WHAT THE EXERCISE ASKS: The output is the lines below from the one with "the black phone case" through the one with "the smiling man's face", both included, printed exactly and with no other line.
### AVAILABLE RECORDS ###
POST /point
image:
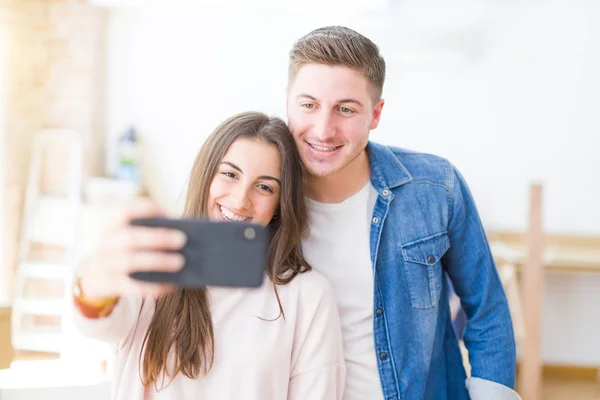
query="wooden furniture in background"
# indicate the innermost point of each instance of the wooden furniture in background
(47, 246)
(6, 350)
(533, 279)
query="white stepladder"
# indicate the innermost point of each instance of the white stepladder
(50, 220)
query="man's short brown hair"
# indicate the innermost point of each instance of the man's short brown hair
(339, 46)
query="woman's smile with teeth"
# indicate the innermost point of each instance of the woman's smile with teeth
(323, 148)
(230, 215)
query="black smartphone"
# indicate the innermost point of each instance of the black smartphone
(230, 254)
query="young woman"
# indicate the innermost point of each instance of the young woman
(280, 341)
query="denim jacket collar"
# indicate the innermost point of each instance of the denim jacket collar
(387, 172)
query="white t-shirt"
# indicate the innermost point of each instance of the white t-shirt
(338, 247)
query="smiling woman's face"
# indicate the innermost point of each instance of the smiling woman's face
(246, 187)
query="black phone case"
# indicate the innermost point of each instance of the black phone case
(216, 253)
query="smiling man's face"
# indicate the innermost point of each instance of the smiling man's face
###
### AVAILABLE RECORDS ###
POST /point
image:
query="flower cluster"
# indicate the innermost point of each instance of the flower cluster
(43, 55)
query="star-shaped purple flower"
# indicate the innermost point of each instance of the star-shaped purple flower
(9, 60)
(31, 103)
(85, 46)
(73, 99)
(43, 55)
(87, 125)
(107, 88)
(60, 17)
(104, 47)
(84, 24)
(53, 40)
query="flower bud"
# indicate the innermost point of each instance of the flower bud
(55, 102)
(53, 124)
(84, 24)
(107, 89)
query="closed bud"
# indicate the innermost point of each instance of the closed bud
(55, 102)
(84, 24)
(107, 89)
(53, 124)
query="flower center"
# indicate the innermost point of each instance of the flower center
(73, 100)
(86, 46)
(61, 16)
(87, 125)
###
TASK ANSWER:
# indicate the innermost point of each instance of the black phone case
(216, 253)
query="smiling man's face"
# indicate the innermost point of each instance of the smiling man's face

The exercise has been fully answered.